**WHAT IS EXPECTED**. Reproduce all of the data below without alteration; exclude every picture.

================================

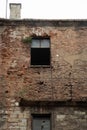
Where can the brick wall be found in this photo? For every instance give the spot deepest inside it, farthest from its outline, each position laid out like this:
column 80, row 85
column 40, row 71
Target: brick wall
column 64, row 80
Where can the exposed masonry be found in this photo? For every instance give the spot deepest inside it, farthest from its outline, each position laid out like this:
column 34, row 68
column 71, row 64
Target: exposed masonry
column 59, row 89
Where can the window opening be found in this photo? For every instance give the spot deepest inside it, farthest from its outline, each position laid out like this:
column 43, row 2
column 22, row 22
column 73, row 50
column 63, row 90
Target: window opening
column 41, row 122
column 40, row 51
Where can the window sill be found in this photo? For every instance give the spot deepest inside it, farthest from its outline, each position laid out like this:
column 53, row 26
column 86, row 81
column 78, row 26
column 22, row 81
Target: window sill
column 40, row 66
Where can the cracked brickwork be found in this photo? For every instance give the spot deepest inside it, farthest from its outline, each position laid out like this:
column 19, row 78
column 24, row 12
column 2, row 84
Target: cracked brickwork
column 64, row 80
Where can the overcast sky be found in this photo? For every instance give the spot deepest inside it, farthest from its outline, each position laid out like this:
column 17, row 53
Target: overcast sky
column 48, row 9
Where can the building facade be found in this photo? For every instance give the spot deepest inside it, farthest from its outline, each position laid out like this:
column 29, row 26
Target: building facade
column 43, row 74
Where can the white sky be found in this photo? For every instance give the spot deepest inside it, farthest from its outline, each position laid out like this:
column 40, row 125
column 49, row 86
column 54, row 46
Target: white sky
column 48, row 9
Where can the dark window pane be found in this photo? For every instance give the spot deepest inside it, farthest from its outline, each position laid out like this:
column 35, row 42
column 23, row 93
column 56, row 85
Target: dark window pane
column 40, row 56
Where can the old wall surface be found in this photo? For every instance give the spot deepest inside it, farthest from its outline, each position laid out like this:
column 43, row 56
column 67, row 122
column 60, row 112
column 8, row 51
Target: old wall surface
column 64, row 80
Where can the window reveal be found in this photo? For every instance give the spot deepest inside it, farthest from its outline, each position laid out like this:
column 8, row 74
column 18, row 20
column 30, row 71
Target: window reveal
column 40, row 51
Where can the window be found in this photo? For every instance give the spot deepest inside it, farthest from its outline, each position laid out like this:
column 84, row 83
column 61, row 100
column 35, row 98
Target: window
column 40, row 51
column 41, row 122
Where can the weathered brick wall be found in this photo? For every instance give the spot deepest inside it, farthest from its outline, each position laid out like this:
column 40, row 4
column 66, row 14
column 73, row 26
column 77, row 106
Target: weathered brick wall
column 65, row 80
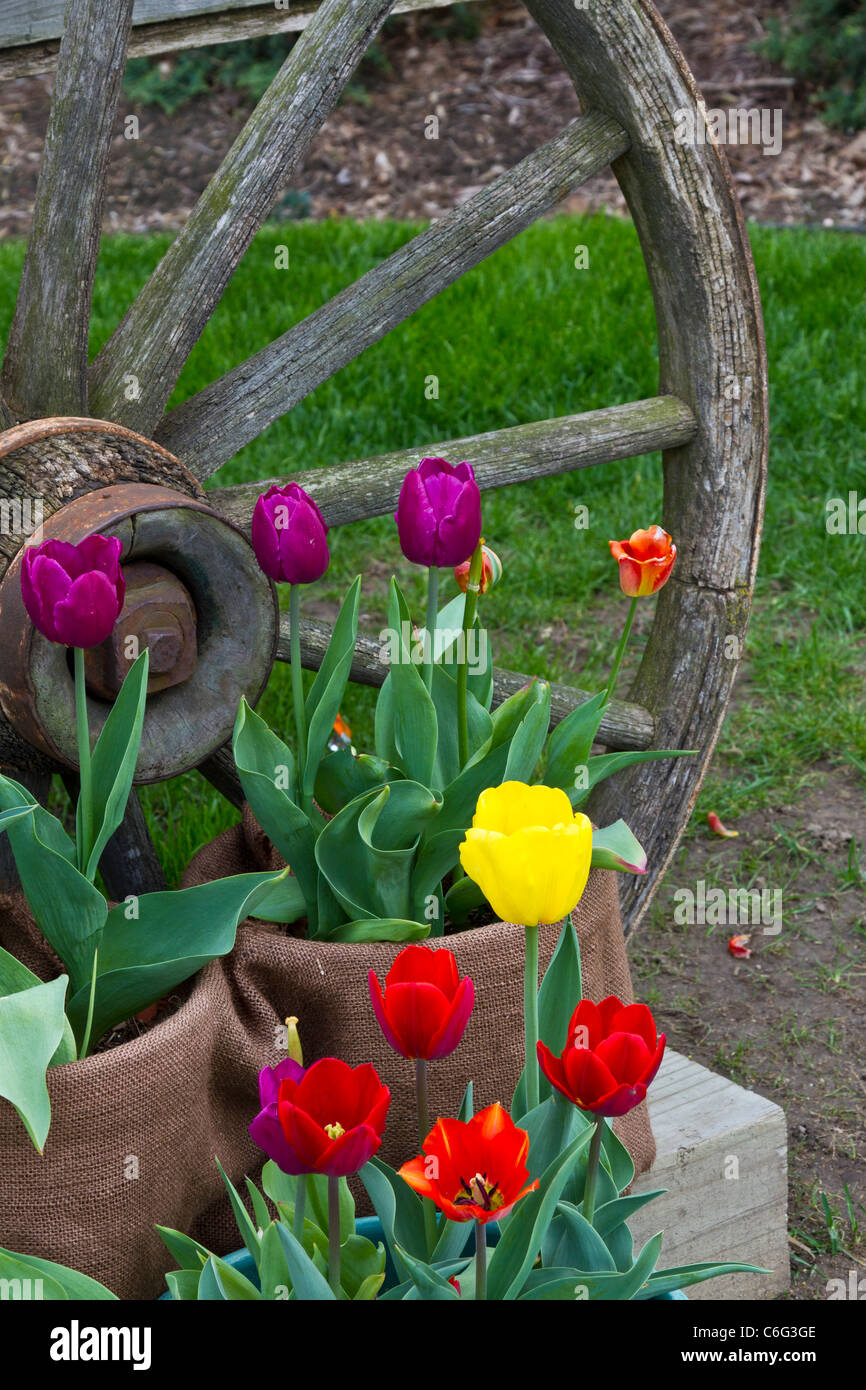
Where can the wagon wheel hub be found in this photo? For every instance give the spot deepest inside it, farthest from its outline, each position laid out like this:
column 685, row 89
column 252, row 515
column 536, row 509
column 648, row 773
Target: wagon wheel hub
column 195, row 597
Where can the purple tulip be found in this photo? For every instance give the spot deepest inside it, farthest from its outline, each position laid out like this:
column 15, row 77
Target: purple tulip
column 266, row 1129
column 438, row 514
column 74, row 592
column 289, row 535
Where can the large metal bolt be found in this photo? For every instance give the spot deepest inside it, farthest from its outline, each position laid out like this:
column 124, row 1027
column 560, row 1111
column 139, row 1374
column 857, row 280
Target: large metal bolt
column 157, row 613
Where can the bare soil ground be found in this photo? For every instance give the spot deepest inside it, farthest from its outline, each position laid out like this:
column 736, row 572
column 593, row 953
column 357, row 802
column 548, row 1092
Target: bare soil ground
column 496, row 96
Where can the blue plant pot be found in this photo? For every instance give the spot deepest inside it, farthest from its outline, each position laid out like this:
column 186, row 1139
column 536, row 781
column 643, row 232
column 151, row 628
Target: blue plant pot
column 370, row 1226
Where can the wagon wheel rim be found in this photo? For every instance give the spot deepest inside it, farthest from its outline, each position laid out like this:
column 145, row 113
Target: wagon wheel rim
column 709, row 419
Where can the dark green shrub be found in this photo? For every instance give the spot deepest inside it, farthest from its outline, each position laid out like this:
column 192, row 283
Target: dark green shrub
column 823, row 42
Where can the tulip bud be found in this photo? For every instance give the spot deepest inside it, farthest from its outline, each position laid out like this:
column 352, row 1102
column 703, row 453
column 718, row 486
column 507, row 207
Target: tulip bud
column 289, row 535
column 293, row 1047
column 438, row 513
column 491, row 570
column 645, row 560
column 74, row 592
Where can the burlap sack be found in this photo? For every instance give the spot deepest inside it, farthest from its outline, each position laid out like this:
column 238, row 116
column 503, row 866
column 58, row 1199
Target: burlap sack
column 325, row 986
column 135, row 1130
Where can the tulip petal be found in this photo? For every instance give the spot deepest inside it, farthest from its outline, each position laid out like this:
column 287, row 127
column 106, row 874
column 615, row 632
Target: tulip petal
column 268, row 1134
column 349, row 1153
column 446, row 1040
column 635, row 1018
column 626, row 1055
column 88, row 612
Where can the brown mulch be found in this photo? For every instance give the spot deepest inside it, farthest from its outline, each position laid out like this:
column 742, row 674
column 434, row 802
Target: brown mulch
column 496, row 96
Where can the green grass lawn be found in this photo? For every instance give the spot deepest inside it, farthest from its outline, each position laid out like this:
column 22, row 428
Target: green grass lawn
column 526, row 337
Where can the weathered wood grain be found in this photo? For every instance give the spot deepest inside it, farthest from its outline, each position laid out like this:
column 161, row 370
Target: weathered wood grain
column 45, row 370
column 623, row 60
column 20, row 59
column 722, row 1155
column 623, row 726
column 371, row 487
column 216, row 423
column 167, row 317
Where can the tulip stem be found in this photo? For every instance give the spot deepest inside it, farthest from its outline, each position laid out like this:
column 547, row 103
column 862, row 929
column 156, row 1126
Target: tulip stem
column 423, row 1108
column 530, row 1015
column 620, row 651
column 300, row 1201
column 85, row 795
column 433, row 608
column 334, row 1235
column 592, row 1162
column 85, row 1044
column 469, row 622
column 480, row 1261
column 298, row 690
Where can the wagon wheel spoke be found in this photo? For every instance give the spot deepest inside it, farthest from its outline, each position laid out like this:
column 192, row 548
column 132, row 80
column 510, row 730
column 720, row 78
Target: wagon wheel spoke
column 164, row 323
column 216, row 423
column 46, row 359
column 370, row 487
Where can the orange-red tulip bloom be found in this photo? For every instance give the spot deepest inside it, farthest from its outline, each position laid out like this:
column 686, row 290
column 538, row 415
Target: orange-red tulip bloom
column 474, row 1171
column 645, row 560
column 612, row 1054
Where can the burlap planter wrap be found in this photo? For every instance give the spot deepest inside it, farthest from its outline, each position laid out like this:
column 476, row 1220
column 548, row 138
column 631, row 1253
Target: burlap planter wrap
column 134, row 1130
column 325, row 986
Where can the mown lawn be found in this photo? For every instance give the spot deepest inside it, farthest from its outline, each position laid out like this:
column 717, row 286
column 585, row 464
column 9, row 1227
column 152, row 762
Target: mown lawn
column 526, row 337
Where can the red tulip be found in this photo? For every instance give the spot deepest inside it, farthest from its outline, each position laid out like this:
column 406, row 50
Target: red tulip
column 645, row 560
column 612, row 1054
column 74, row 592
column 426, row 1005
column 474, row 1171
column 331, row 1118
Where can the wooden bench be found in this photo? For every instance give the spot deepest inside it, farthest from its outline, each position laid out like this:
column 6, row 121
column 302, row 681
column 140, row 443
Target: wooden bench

================================

**ANSWER FOR THE TASK**.
Where can the brick wall be found in this photo? For every instance give the spot deepest inside it, farthest from its outline, each position laid out like this:
column 80, row 85
column 40, row 71
Target: brick wall
column 64, row 80
Where can the exposed masonry be found in this photo? For every instance give the spot deepest inside it, farthest from its outline, each position laid out like this:
column 34, row 68
column 71, row 64
Target: exposed masonry
column 59, row 89
Where can the window opening be found in this photo? For every instance give the spot deepest inside it, farthest from its outline, each position laid out like this:
column 43, row 2
column 22, row 22
column 73, row 50
column 63, row 90
Target: window opening
column 41, row 122
column 40, row 51
Where can the window sill be found in this photo? For every instance give the spot deepest inside it, farthest from its outline, each position laid out like this:
column 53, row 26
column 86, row 81
column 78, row 26
column 22, row 81
Target: window sill
column 40, row 66
Where can the cracked brickwork be found in this photo? For every instance give the spot deepest inside it, farthest from its outline, each position laid out like this:
column 19, row 78
column 24, row 12
column 2, row 84
Target: cracked brickwork
column 64, row 80
Where can the overcast sky be found in this photo? For every instance give the spot deepest inside it, farthest from its outline, each position laid out like this:
column 17, row 53
Target: overcast sky
column 48, row 9
Where can the building facade be found in this photo? For every instance give the spot deepest inside it, farthest from its outline, each position laid out like this:
column 29, row 26
Target: building facade
column 43, row 74
Where can the white sky be found in this photo? For every instance give the spot deepest inside it, farthest from its outline, each position laid out like this:
column 40, row 125
column 49, row 86
column 54, row 46
Target: white sky
column 48, row 9
Where can the dark window pane be found in this photo? For every instance give the spot deepest inside it, farthest from its outline, each position laid out like this:
column 35, row 42
column 23, row 93
column 56, row 85
Target: dark window pane
column 40, row 56
Where can the old wall surface be found in this photo? For every instance give the spot deepest inside it, farthest from its outline, each position laid out like this:
column 43, row 56
column 67, row 122
column 60, row 112
column 8, row 51
Target: old wall surface
column 64, row 80
Where can the window reveal be found in this photo? For every instance give the spot deepest inside it, farthest from its outline, each position laid out like this:
column 8, row 74
column 18, row 20
column 30, row 71
Target: window reveal
column 40, row 51
Where can the window be found in this photo? For every instance give the spot deepest inside it, farthest from its outline, each position laid out like this:
column 84, row 83
column 61, row 100
column 35, row 98
Target: window
column 40, row 51
column 41, row 122
Where can the weathered brick wall be found in this photo? For every instance give the spot deepest inside it, farthest from its outline, each position laid out like this:
column 40, row 4
column 66, row 14
column 73, row 26
column 77, row 106
Target: weathered brick wall
column 65, row 80
Where can the wagon wheel hub be found in this photo? For every instance give the spot deepest inside it, farthest from its outline, each position laid out like this:
column 685, row 89
column 252, row 515
column 536, row 509
column 648, row 773
Target: wagon wheel hub
column 195, row 597
Where can the purple tulip be found in this photo? For every instance give the spot deepest inside it, farthest from its outline, each position laid out like this:
column 15, row 77
Target: purple tulip
column 266, row 1129
column 438, row 514
column 74, row 592
column 289, row 535
Where can the large metal bolt be found in this photo? For every instance give the spot deepest inside it, farthest from its outline, each position laid out like this:
column 124, row 1027
column 560, row 1111
column 139, row 1374
column 857, row 280
Target: large metal bolt
column 157, row 613
Where can the bare soil ground be found in this photo? For every instance give the spot deepest inside it, farthest from its outline, each position laid out like this:
column 736, row 572
column 593, row 953
column 357, row 802
column 548, row 1092
Target: bare soil ground
column 496, row 96
Where can the blue plant pot be found in this photo? For every instance give the spot deepest inside it, farthest from its outline, each position laid out like this:
column 186, row 1139
column 536, row 781
column 643, row 232
column 151, row 628
Target: blue plant pot
column 370, row 1226
Where can the wagon wheel rim be found in this photo? For every instance give the spot deepest inside it, farthest from its outline, each position laid out like this:
column 145, row 113
Target: wagon wheel rim
column 709, row 419
Where can the dark green shrub be found in this photo? For every instance give the spot deepest inside it, farthest from its outline, each position laid out like this:
column 192, row 283
Target: dark green shrub
column 823, row 42
Where can the tulip bud be found in this photo? For every instance give the spot deepest inside it, farthest from its outline, each position laid out like this:
column 352, row 1102
column 703, row 453
column 718, row 486
column 507, row 207
Target: tulip bud
column 289, row 535
column 293, row 1047
column 438, row 513
column 491, row 570
column 645, row 560
column 74, row 592
Where can the burlap sack be found in this photo? For every instance give the spot deepest inside it, farthest from its outline, each position laid out like this:
column 238, row 116
column 503, row 866
column 58, row 1199
Target: burlap sack
column 325, row 986
column 135, row 1130
Where can the tulip petal be found in this photo? For every instance give the spot deepest inside it, farthest from its outline, each position laid out like this:
column 287, row 127
column 106, row 874
column 615, row 632
Target: tulip petal
column 268, row 1134
column 349, row 1153
column 446, row 1040
column 635, row 1018
column 626, row 1055
column 88, row 612
Where can the brown mulch be found in this photo? For every instance give the spot deepest inside it, farthest from its outline, each position laid out like this:
column 742, row 674
column 434, row 802
Target: brown mulch
column 496, row 96
Where can the green grass lawn be found in this photo? For every instance give the spot deepest inside it, farthest from its outline, each position laid out like this:
column 22, row 428
Target: green grass lawn
column 526, row 337
Where can the weathered wood grain be found in this photo? For every instance give the spot deepest inside it, farthest from its outline, each position laid out like this:
column 161, row 370
Target: weathered wood grain
column 45, row 370
column 623, row 60
column 20, row 59
column 722, row 1155
column 623, row 726
column 371, row 487
column 216, row 423
column 167, row 317
Where can the tulip stem be found in this photo? For every instance give the spot deepest inside it, farthest from its outline, each position laid out like this:
column 547, row 103
column 862, row 929
column 156, row 1126
Target: tulip stem
column 423, row 1108
column 530, row 1015
column 620, row 651
column 300, row 1201
column 85, row 795
column 433, row 608
column 334, row 1235
column 592, row 1162
column 85, row 1044
column 469, row 622
column 480, row 1261
column 298, row 690
Where can the wagon wheel spoke be found in this photo? For every instance give the spot deepest inside it, farthest from its outline, each position laid out like this:
column 192, row 548
column 132, row 80
column 510, row 730
column 720, row 78
Target: wagon wheel spoke
column 164, row 323
column 216, row 423
column 46, row 359
column 370, row 487
Where can the orange-red tulip bloom be found in this photo? For every instance give the spot deepest inside it, farthest from its outline, each position laid out like this:
column 686, row 290
column 538, row 415
Target: orange-red tulip bloom
column 474, row 1171
column 645, row 560
column 612, row 1054
Where can the burlap planter wrap be found in this photo? For every instance give the spot deepest inside it, farthest from its outline, each position laid out like this:
column 476, row 1220
column 548, row 138
column 631, row 1253
Target: burlap planter wrap
column 134, row 1130
column 325, row 986
Where can the mown lawn be found in this photo? For every instance give the spot deepest inside it, farthest from its outline, each position laid out like this:
column 717, row 286
column 585, row 464
column 9, row 1227
column 152, row 762
Target: mown lawn
column 526, row 337
Where can the red tulip be found in this photo? For every instance give the spot deepest inside it, farthest from its outline, each position laid out like this:
column 406, row 50
Target: red tulip
column 645, row 560
column 612, row 1054
column 74, row 592
column 426, row 1005
column 474, row 1171
column 331, row 1118
Where can the wooden bench be found in this photo? For every instance give the spot deepest inside it, farthest from its outline, each position laid out like this:
column 6, row 121
column 302, row 681
column 140, row 443
Target: wooden bench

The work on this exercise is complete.